Passage shown
=====
When he returned to work the following morning, plaintiff found he had been removed from the day's schedule without notice. In the year following the incident, defendants further reduced plaintiff's work hours, diverted clients to other employees, failed to timely renew plaintiff's cemetery license, and shifted a disproportionate amount of non-commission work to plaintiff, all of which plaintiff interpreted as retaliation for verbally supporting his female coworkers. The complaint alleges that these incidents culminated in an anonymous phone call threatening his and his family's lives. Soon after, on September 15, 2012, plaintiff found out that he would be "compelled to resign effective September 27" (First Amd. Compl. ¶ 103).

In addition to the above instances of perceived retaliation, plaintiff alleges that defendants failed to: (1) adequately compensate or record overtime; (2) pay for work done outside of scheduled hours; (3) pay hourly wages for work not eligible for commission earnings; (4) pay for split shifts; (5) permit rest periods or compensate for missed rest periods; (6) present complete itemized statements for each pay period; (7) compensate plaintiff for days where he was required to report for work but was assigned less than half the usual hours; (8) reimburse expenses undertaken in the course of employment; (9) pay all wages immediately upon termination.

On October 17, 2013, plaintiff brought this action based on federal-question and diversity jurisdiction, amending it once in January 2014. The complaint alleges violations of the Fair Labor Standards Act, Section 1981, California Wage Order 4, California Labor Code Sections 201-03, 204(b), 221-23, 226, 226.7, 510, 1102.5, 1194, 1197, 1198, 2802, and 6310, the Fair Employment and Housing Act, and the California Unfair Competition Law (as well as tortious violations of public policy). In total, plaintiff asserts nineteen claims for relief, requesting damages, restitution of wages and expenses, statutory penalties, and attorney's fees and costs. The first through eighth claims are brought as a putative class action under Wage Order 4 and various Labor Code violations. Of plaintiff's putative class claims, only the seventh — alleging that defendants failed to provide complete itemized paystubs under Labor Code Section 226 — is relevant to this order. The eleventh and thirteenth claims are brought on behalf of plaintiff and "other current and former StoneMor employees" under the California Private Attorneys General Act of 2004 ("PAGA"). The eleventh claim alleges violation of Labor Code sections related to overtime, itemized paystubs, rest periods, and timely payment of wages following termination; the thirteenth claim alleges retaliation under Labor Code Section 6310. Plaintiff brings the remaining nine claims on his own behalf.

Defendants now move to dismiss the seventh, eleventh, and thirteenth claims under FRCP 12(b)(6) for failure to state a claim upon which relief can be granted. Alternatively, defendants move to strike language from the seventh claim that asserts plaintiff is entitled to statutory penalties and language bringing the eleventh and thirteenth claims on behalf of other employees. Defendants also move to strike the portion of the twelfth claim alleging that plaintiff is entitled to damages beyond lost wages and benefits. Plaintiff has stipulated to strike portions of the eleventh, twelfth, and thirteenth claims, but otherwise opposes the motion. This order follows full briefing, including a surreply allowing plaintiff to address arguments raised for the first time in defendants' reply brief. Oral argument was held on April 3.
=====
Prompt A
From the records below, extract each line that contains the string "grass", treating uppercase and lowercase letters as distinct.

Excerpts of location labeling data
=====
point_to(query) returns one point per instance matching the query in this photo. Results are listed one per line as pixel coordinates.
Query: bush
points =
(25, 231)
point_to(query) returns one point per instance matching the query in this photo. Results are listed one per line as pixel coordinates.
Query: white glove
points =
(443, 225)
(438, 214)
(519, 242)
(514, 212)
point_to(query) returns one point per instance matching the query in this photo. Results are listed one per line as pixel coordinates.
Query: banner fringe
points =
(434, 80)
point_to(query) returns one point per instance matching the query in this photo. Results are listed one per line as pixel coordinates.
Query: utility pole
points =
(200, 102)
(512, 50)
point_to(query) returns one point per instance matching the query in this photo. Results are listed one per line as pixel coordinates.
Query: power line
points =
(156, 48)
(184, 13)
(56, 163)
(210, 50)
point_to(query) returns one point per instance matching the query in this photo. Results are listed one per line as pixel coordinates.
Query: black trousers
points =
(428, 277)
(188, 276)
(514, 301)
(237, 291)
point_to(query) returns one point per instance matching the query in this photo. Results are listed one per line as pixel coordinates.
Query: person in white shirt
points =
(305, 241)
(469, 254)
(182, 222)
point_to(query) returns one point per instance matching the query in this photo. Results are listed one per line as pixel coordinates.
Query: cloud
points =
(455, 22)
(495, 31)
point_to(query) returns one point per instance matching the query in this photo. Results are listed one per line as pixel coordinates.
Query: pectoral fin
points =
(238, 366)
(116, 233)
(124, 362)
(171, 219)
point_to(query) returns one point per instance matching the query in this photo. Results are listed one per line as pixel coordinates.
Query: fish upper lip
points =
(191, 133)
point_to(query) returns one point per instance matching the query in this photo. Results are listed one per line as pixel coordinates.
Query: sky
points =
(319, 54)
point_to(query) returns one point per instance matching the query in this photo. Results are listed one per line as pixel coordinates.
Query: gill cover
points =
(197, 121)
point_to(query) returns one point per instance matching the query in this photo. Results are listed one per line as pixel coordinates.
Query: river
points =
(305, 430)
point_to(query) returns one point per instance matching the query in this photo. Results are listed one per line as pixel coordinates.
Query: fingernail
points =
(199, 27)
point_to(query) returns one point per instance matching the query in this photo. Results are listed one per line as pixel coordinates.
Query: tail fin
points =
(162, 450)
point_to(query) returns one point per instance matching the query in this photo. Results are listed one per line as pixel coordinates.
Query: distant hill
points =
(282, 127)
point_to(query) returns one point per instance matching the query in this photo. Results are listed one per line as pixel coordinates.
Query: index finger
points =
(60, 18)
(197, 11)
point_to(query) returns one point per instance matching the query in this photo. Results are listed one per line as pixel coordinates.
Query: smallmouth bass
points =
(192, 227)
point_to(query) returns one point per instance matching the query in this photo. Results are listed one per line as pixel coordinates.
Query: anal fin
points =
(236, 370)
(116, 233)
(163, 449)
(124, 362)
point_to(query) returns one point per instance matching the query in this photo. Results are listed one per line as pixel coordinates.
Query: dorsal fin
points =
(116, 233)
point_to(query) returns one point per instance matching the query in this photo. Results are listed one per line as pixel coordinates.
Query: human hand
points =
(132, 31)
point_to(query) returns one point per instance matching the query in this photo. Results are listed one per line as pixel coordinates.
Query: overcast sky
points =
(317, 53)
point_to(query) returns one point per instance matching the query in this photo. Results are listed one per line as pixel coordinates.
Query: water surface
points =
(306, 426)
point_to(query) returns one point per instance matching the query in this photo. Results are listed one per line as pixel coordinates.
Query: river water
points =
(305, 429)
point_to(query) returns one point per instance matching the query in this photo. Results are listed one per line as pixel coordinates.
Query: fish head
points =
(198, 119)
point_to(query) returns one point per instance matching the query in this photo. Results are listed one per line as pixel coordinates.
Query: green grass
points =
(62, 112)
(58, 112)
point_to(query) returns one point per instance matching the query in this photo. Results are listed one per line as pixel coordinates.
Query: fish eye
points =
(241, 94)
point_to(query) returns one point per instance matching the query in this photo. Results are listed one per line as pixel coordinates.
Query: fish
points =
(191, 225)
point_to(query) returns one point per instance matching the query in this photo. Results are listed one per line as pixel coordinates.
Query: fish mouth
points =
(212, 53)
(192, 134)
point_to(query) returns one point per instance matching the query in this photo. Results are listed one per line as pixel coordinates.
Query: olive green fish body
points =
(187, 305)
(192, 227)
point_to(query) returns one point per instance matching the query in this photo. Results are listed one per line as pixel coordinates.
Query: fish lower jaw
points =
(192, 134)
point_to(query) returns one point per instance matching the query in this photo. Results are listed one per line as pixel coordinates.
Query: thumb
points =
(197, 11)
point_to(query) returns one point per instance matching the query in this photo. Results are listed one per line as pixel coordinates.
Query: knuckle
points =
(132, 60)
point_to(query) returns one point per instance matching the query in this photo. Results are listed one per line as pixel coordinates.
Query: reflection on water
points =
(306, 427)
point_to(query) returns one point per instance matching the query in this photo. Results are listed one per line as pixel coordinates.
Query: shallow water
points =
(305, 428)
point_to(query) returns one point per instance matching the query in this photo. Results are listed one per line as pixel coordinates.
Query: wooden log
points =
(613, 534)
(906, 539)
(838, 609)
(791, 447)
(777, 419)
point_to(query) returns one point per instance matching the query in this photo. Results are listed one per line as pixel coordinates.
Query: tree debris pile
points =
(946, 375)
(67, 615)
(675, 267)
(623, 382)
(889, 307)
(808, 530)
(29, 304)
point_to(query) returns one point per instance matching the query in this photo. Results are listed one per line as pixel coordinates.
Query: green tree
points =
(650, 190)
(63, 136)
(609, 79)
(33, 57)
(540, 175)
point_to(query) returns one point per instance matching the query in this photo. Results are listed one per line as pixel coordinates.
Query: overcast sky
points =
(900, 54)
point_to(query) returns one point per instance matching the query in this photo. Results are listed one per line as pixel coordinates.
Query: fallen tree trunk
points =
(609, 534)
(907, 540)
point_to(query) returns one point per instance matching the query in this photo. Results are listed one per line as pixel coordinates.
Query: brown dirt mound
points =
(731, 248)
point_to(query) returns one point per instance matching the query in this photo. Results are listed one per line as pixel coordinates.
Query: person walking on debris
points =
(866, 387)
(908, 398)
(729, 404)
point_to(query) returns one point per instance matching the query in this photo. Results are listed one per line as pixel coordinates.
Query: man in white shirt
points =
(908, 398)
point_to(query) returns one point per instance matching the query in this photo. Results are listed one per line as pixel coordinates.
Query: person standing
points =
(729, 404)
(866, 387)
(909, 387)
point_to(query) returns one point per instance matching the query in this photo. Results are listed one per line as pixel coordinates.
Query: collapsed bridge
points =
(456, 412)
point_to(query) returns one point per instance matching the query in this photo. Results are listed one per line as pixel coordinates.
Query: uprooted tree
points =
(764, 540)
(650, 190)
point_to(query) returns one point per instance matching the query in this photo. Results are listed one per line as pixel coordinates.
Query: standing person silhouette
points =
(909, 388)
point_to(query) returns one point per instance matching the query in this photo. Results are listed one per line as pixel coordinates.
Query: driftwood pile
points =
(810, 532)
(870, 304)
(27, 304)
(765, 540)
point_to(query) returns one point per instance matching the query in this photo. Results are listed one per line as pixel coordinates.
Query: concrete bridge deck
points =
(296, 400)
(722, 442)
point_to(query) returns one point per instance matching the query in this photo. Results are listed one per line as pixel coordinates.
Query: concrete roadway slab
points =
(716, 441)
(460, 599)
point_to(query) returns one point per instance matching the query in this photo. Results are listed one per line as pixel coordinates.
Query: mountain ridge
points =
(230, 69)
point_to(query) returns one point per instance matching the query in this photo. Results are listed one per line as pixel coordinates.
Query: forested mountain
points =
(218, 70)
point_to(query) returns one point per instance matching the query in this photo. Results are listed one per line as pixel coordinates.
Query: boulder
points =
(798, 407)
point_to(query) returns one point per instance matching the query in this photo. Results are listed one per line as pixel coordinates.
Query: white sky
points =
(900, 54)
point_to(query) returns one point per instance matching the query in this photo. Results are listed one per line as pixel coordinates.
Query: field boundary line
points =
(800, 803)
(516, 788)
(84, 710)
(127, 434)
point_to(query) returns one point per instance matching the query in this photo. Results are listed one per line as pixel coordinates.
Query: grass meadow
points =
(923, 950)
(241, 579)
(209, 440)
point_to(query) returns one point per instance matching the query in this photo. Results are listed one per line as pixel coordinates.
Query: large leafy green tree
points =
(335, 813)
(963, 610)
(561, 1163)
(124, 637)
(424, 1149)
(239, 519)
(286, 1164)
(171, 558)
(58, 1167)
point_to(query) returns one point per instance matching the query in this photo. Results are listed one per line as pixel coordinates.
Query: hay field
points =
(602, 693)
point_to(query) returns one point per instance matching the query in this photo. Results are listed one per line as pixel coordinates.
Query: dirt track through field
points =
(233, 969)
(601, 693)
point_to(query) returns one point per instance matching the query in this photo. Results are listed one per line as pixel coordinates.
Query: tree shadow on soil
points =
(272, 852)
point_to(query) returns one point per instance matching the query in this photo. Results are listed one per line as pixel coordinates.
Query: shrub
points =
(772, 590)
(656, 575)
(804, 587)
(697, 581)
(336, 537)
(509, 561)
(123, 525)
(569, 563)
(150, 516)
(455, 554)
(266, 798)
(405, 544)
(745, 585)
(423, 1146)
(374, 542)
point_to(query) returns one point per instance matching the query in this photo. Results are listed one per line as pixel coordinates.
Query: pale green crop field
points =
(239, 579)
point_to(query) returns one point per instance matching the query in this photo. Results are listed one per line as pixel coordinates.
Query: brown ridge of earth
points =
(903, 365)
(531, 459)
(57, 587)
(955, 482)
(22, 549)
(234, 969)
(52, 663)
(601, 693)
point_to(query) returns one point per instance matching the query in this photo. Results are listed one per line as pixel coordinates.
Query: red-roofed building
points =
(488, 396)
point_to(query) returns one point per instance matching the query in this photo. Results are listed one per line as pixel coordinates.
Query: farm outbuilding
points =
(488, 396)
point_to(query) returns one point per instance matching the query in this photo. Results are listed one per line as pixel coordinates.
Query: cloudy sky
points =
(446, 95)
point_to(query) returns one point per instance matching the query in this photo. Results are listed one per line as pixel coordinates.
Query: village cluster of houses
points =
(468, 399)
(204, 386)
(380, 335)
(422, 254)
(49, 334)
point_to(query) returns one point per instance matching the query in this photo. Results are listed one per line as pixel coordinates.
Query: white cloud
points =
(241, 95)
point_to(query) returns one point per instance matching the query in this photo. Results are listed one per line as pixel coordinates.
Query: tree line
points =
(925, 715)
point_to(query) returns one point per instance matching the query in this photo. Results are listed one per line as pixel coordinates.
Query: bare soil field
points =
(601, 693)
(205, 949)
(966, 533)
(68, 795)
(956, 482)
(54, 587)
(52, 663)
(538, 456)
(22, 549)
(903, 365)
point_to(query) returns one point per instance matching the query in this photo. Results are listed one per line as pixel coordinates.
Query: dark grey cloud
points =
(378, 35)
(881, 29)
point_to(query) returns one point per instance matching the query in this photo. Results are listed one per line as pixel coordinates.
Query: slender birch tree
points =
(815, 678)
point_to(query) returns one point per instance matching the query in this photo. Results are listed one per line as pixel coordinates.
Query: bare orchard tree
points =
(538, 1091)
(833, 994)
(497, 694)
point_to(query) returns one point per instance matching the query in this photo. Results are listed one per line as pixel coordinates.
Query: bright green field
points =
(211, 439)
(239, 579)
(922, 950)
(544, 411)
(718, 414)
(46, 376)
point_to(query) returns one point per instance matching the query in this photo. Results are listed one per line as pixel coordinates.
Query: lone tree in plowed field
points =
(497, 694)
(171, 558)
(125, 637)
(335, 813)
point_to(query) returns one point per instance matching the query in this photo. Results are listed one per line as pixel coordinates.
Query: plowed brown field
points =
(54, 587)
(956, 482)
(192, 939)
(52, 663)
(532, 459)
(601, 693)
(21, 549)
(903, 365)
=====
Prompt B
According to the court order excerpt, how many claims for relief does plaintiff assert in total?

Written solution A
Query: green grass
Query: grass meadow

Written solution B
Plaintiff asserts nineteen claims for relief.